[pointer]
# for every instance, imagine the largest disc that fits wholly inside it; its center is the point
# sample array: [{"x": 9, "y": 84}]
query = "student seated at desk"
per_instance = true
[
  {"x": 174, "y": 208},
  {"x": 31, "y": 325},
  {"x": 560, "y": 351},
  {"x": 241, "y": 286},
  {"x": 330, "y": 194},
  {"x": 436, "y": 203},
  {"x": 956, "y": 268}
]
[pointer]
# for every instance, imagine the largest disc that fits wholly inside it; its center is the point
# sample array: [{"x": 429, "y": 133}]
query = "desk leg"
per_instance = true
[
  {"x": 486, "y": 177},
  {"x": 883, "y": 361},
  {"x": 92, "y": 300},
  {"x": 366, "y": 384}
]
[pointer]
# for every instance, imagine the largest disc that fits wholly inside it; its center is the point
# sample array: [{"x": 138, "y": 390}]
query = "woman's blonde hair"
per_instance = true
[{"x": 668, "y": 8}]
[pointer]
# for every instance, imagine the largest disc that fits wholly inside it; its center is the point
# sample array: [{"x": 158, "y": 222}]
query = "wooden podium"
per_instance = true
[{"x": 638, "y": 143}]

◆ **EXERCISE DETAILS**: Retype each record above so that every word stays exactly the same.

◆ **FINISHED TASK**:
[pointer]
# for every instance, imagine the largest disc that fits wholly inside it; its center is the point
# sample array: [{"x": 9, "y": 84}]
query = "student seated at desk"
per_instance = true
[
  {"x": 174, "y": 208},
  {"x": 31, "y": 325},
  {"x": 560, "y": 351},
  {"x": 241, "y": 286},
  {"x": 330, "y": 194},
  {"x": 436, "y": 203},
  {"x": 956, "y": 268}
]
[pointer]
# for every instance, imagine the largest disc that fits wholly inside it; its center is the point
# sample array: [{"x": 429, "y": 133}]
query = "desk leg"
per_instance = true
[
  {"x": 486, "y": 177},
  {"x": 883, "y": 361},
  {"x": 92, "y": 300},
  {"x": 366, "y": 384}
]
[pointer]
# for every instance, imagine the largest disc that fits wholly inside it; its center is the point
# sample array: [{"x": 138, "y": 390}]
query = "woman's blonde hair"
per_instance = true
[{"x": 668, "y": 8}]
[pointer]
# for every instance, imagine the largest disc that fits wholly inside it; its center is the point
# sample array: [{"x": 158, "y": 222}]
query = "wooden podium"
per_instance = true
[{"x": 638, "y": 143}]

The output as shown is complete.